Restate word for word the lines in the listing below, starting at the line containing "x=225, y=366" and ending at the line containing "x=334, y=471", both included; leave out the rest.

========================================

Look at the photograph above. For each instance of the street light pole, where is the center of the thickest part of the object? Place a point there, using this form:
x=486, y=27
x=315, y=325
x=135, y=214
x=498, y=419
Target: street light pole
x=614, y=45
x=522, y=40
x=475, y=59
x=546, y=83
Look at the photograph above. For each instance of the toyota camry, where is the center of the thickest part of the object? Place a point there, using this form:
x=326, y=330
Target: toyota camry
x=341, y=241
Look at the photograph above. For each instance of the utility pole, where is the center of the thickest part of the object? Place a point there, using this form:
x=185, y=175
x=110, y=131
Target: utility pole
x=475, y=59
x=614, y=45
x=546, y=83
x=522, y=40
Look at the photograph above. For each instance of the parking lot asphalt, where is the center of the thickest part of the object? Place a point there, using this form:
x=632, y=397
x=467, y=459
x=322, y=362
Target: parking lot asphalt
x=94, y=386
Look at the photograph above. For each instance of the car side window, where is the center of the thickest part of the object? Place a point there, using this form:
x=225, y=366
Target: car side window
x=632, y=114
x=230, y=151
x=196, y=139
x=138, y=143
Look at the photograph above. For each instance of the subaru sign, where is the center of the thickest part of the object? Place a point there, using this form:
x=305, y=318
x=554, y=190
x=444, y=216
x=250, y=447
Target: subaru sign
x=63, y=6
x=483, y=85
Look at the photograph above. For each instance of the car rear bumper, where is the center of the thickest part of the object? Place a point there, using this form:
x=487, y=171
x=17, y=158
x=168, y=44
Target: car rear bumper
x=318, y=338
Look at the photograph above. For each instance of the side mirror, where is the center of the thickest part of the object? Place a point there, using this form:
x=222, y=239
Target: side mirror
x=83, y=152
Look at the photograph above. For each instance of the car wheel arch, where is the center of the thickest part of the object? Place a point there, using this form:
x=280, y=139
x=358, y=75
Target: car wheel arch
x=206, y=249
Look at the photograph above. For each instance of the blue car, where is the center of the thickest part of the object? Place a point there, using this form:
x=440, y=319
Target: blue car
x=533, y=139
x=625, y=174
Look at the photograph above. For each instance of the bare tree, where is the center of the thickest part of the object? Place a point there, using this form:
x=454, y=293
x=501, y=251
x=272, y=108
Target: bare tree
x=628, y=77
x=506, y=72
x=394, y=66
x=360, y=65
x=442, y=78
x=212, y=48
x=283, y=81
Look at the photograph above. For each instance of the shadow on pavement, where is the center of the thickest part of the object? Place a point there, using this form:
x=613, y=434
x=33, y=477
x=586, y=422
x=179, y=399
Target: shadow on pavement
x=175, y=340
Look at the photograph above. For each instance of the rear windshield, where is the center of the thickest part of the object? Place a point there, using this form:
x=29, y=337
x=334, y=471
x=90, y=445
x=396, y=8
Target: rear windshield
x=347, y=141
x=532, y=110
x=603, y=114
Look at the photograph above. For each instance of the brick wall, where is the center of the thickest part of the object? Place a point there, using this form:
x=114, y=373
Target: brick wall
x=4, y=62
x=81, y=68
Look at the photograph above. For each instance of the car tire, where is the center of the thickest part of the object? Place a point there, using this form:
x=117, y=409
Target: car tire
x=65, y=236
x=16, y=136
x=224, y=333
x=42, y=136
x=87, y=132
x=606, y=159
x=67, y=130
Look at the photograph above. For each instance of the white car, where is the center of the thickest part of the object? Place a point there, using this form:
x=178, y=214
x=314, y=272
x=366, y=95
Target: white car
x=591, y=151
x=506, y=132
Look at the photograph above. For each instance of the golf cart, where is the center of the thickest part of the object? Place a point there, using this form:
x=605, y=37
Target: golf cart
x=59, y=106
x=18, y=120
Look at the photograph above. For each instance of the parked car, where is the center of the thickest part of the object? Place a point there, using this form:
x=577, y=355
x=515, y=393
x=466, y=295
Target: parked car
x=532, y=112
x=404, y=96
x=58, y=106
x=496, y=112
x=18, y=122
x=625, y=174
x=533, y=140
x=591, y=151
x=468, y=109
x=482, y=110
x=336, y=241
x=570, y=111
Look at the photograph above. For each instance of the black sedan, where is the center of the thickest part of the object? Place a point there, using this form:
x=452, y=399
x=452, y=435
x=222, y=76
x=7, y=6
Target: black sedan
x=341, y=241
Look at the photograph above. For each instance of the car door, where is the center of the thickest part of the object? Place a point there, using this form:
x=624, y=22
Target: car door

========================================

• Exercise solution:
x=225, y=366
Target: car side window
x=632, y=114
x=230, y=151
x=196, y=139
x=138, y=143
Look at the photograph above. For each instance of the subaru sign, where is the center of the thickest part of the object? Place a point there, using this form:
x=305, y=318
x=554, y=190
x=444, y=216
x=250, y=447
Target: subaru sign
x=63, y=6
x=483, y=85
Look at the photograph above. For each instance of the car rear bumper, where is the center of the thickest part of the object? Place a point there, using this form:
x=487, y=171
x=17, y=158
x=168, y=44
Target: car rear bumper
x=318, y=338
Look at the photograph above. For each instance of the side mirror, where is the center of the thickest part of the object? Place a point there, using this form:
x=222, y=239
Target: side mirror
x=83, y=152
Look at the photograph above. For each instance of the car wheel arch, where is the center of the thickest part of the object? Place a point there, using this form:
x=280, y=139
x=358, y=75
Target: car wheel arch
x=206, y=249
Look at the photograph above. For each instance of the blue car, where is the center of the thickest part of the object? Place a point there, using this form:
x=440, y=319
Target: blue car
x=533, y=139
x=625, y=174
Look at the photograph above. For each instance of the bare tree, where is the center of the thickest part of the object? Place a point there, using this form:
x=454, y=293
x=501, y=251
x=272, y=108
Target: bare tree
x=628, y=77
x=506, y=72
x=394, y=66
x=360, y=65
x=442, y=78
x=212, y=48
x=283, y=81
Look at the photograph above. For each instance of the shadow on pavement, where is the center of the thickest part of the object? Place a point there, using this form:
x=613, y=434
x=33, y=477
x=586, y=422
x=179, y=399
Target: shadow on pavement
x=175, y=340
Look at the photograph above. For each instance of the rear windshield, where is the center of the thickest part of the object? Place a point there, using this form:
x=29, y=337
x=334, y=471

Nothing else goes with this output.